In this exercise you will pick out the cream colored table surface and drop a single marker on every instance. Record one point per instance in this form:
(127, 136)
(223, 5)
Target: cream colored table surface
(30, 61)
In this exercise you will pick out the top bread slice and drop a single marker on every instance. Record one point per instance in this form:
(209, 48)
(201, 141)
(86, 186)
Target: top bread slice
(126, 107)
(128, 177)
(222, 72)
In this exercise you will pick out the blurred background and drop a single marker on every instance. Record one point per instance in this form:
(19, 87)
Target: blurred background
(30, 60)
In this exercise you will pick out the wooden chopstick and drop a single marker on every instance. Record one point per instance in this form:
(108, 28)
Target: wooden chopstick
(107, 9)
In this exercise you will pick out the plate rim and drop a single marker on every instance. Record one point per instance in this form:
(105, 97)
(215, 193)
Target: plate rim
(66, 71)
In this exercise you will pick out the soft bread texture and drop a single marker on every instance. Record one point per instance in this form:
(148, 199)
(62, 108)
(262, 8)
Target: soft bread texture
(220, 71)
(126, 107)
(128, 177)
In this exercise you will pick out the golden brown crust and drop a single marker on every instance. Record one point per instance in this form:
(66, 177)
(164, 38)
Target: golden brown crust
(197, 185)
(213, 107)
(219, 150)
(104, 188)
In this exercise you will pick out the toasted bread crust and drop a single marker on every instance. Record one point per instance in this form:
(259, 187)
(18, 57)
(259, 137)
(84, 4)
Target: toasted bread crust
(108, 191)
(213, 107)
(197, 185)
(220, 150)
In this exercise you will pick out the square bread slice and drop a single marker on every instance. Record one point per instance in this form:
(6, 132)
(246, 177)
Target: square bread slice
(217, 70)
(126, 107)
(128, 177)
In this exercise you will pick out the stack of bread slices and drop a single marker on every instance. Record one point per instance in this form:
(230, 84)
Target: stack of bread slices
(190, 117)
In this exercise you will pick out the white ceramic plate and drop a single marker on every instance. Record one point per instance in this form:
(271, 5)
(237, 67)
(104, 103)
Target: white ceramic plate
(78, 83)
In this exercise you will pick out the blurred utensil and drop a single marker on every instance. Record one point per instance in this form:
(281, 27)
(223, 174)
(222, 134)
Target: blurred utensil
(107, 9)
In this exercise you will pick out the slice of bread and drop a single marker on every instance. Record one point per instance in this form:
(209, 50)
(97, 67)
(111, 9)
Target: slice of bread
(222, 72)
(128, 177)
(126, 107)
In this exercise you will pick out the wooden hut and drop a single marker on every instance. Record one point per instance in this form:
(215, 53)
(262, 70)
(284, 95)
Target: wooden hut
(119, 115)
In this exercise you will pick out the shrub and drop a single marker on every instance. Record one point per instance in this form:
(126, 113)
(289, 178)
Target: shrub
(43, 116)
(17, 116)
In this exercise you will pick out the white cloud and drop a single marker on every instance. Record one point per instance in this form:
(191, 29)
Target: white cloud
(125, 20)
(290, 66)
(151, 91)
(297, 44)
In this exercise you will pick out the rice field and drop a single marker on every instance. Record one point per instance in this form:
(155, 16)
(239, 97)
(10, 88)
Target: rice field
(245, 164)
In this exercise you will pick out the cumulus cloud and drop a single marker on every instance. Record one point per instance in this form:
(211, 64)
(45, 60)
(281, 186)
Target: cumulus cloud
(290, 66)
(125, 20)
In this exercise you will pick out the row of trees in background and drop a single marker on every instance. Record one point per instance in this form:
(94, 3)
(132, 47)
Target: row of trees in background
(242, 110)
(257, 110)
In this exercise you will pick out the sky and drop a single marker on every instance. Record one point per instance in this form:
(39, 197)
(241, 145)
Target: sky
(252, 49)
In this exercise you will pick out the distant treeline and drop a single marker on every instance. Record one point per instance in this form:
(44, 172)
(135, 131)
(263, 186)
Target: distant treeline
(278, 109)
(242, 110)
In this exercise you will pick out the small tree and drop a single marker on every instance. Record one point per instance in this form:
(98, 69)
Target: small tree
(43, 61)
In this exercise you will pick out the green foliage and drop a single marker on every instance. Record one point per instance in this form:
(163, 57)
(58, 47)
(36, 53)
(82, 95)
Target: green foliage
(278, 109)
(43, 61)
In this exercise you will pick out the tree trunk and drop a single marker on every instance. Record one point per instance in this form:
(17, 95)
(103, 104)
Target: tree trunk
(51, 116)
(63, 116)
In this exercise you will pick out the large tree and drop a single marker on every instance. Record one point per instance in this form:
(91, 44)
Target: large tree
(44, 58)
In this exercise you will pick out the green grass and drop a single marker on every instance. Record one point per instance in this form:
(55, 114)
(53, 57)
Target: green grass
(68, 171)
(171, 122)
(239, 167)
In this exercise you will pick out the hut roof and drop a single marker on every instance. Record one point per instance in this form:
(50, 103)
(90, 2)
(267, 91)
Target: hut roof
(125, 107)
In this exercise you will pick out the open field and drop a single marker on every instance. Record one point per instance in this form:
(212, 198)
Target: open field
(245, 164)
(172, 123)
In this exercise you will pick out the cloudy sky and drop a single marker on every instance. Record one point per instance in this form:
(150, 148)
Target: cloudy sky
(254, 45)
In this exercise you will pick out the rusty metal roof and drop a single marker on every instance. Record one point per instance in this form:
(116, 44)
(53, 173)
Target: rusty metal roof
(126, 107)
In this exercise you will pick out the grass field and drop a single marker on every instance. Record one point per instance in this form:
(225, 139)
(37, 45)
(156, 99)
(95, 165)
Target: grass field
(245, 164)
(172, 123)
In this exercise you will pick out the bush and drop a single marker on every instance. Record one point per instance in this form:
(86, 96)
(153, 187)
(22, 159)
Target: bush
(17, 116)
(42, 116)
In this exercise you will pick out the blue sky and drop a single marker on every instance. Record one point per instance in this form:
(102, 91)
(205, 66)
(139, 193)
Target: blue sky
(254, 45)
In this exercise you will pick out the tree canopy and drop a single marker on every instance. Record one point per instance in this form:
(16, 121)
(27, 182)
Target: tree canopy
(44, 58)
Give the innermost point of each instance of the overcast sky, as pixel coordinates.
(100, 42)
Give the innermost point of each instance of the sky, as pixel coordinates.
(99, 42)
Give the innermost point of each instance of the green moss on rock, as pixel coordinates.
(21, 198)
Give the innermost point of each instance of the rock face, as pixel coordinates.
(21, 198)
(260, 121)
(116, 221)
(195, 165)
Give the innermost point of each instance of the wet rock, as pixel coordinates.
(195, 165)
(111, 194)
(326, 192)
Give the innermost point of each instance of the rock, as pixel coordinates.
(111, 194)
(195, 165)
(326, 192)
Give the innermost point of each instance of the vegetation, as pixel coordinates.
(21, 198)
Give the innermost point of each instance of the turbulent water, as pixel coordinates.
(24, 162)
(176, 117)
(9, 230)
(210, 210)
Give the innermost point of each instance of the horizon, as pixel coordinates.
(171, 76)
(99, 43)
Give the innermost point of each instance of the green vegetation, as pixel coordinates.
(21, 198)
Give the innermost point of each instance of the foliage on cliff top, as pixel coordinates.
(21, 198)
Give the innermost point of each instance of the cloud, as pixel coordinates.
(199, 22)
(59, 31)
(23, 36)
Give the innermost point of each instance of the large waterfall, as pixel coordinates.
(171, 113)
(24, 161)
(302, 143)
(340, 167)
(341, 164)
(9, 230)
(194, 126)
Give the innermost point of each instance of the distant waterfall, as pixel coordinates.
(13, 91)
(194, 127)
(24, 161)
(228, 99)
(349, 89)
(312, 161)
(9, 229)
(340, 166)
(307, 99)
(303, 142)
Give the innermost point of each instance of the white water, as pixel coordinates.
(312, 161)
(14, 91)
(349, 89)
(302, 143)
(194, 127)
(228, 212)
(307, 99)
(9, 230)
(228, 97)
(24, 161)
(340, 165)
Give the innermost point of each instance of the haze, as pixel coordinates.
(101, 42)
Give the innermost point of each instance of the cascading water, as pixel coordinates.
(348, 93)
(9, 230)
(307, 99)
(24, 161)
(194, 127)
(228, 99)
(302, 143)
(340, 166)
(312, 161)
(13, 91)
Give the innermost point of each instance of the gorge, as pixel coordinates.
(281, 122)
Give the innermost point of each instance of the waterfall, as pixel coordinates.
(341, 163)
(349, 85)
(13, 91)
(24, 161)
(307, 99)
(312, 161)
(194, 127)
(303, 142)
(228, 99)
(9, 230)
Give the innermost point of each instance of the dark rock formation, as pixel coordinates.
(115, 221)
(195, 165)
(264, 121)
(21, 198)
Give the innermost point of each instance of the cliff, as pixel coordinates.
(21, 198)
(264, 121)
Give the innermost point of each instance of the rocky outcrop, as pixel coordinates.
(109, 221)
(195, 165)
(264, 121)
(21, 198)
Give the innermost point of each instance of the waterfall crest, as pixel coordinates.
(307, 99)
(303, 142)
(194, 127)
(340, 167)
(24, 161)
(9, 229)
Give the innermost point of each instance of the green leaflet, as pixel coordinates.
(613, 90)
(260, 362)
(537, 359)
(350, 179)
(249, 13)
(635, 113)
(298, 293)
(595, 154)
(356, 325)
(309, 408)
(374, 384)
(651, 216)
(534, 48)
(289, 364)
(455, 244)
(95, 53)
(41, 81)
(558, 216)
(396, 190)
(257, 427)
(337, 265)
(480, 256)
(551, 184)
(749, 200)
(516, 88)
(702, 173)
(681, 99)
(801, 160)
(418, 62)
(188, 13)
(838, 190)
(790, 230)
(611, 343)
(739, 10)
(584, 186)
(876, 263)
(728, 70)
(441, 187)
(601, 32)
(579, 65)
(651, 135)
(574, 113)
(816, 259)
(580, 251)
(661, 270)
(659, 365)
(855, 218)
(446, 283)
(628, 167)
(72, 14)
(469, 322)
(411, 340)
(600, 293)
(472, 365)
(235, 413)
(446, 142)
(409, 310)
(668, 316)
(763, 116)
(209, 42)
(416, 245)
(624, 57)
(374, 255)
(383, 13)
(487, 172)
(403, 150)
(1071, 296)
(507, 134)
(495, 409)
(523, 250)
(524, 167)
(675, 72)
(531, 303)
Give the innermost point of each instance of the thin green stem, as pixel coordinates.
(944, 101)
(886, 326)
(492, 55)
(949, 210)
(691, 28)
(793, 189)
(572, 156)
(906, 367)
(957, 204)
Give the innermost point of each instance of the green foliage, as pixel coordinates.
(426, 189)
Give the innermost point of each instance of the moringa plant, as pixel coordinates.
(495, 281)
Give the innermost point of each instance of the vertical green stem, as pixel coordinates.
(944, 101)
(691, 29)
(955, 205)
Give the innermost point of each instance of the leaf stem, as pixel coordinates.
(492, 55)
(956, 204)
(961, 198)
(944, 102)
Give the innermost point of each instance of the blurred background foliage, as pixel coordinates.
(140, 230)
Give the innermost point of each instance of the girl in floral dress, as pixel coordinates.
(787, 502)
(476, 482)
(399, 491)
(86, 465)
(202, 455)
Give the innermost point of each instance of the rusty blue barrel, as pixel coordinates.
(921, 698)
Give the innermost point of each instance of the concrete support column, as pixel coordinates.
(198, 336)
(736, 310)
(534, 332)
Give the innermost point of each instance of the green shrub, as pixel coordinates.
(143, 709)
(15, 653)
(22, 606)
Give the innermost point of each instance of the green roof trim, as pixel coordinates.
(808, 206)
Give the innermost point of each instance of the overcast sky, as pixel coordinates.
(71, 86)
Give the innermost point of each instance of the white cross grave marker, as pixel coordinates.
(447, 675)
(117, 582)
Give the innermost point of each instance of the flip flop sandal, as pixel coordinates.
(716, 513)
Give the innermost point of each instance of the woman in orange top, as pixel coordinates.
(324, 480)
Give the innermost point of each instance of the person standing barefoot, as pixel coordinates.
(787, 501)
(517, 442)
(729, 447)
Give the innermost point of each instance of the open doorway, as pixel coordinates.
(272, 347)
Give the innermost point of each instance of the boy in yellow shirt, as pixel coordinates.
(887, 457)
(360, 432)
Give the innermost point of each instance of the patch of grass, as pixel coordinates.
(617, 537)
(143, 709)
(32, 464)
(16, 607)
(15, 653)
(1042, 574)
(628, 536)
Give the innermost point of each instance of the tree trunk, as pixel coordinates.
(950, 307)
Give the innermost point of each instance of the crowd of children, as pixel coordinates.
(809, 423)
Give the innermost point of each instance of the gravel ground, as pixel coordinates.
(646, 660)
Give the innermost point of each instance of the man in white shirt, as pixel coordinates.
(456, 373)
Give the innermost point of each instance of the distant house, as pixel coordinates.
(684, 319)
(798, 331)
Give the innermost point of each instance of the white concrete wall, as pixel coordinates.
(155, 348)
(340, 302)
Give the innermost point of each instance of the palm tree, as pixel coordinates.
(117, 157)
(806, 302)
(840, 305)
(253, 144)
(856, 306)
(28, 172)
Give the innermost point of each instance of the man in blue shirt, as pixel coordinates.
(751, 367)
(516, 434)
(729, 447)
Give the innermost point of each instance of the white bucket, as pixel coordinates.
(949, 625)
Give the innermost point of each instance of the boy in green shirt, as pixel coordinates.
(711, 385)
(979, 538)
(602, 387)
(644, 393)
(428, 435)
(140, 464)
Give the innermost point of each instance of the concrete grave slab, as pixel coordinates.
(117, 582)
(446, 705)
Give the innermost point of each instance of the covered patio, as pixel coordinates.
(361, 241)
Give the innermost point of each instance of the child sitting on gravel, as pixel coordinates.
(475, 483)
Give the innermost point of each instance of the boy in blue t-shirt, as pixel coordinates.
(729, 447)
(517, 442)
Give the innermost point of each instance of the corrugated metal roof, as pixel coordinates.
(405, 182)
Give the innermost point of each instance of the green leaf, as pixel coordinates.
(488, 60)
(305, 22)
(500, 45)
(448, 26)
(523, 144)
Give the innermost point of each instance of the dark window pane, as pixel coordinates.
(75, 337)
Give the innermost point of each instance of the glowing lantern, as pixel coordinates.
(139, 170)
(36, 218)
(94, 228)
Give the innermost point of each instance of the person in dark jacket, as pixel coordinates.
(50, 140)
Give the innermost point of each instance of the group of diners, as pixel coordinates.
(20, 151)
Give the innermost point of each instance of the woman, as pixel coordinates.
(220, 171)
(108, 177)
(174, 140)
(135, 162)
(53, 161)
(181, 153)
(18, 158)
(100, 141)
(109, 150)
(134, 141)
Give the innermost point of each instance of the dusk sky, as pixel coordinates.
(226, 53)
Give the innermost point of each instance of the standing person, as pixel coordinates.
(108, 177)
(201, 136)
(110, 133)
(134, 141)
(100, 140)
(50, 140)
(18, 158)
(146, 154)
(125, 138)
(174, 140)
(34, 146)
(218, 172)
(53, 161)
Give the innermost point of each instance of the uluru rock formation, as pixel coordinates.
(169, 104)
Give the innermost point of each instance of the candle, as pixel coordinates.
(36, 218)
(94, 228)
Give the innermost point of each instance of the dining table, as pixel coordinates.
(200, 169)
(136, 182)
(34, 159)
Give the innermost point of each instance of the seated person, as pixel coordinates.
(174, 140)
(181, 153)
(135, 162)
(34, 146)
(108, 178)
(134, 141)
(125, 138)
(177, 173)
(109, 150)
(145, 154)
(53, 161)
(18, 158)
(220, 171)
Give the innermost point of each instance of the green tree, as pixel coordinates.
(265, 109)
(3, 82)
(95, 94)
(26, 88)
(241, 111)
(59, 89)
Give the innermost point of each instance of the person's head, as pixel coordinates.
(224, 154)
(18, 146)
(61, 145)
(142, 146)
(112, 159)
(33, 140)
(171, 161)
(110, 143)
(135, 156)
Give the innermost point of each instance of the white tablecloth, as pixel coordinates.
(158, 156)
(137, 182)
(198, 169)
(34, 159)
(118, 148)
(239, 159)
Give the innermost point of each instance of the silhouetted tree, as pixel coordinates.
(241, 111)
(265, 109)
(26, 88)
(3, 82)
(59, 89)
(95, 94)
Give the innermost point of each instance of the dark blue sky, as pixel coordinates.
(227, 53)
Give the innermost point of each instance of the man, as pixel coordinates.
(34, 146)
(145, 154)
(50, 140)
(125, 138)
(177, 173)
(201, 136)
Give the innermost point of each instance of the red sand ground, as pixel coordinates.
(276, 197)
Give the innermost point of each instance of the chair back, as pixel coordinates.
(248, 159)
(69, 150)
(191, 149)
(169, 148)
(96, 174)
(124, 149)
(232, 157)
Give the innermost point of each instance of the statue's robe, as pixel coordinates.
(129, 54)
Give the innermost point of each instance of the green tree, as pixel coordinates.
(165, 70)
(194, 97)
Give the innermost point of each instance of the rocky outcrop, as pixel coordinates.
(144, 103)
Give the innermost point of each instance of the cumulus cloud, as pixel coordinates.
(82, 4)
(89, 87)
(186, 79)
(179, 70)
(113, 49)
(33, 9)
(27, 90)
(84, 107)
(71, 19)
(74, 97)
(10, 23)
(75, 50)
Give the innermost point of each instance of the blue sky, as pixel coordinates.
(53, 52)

§

Write out exactly the lines above between the line with "In this exercise you will pick out the tree trunk" and the line with "In this exercise you will pick out the blue", inclusive, and nothing beyond them.

▸ Result for this exercise:
In this exercise you will pick out the tree trunk and drop a single marker on every instance. Record one point per instance in this form:
(17, 95)
(103, 104)
Target: tree trunk
(51, 116)
(63, 116)
In this exercise you will pick out the large tree and drop a single marker on every instance. Record one point per instance in this form:
(91, 44)
Target: large tree
(44, 58)
In this exercise you will pick out the green grass and drop a single marker on every instance. Record one point per instance in this form:
(55, 114)
(53, 57)
Target: green grass
(68, 171)
(171, 122)
(239, 167)
In this exercise you will pick out the hut roof and drop a single marker on every instance. Record one point per instance in this form:
(50, 103)
(90, 2)
(267, 91)
Target: hut roof
(125, 107)
In this exercise you will pick out the open field and drop a single marker on every instance. Record one point per instance in this form:
(212, 198)
Target: open field
(245, 164)
(172, 123)
In this exercise you will pick out the cloudy sky and drop a single marker on every instance. Record one point per instance in this form:
(150, 148)
Target: cloudy sky
(254, 45)
In this exercise you will pick out the rusty metal roof and drop a single marker on every instance. Record one point per instance in this form:
(116, 44)
(53, 173)
Target: rusty metal roof
(126, 107)
In this exercise you will pick out the grass field and drop a single marker on every instance. Record one point per instance in this form:
(225, 139)
(37, 45)
(156, 99)
(95, 165)
Target: grass field
(245, 164)
(172, 123)
In this exercise you will pick out the bush and drop a single marker on every instance. Record one point per instance in this form:
(86, 96)
(153, 187)
(22, 159)
Target: bush
(17, 116)
(42, 116)
In this exercise you will pick out the blue sky and drop a single marker on every instance. Record one point per instance in this form:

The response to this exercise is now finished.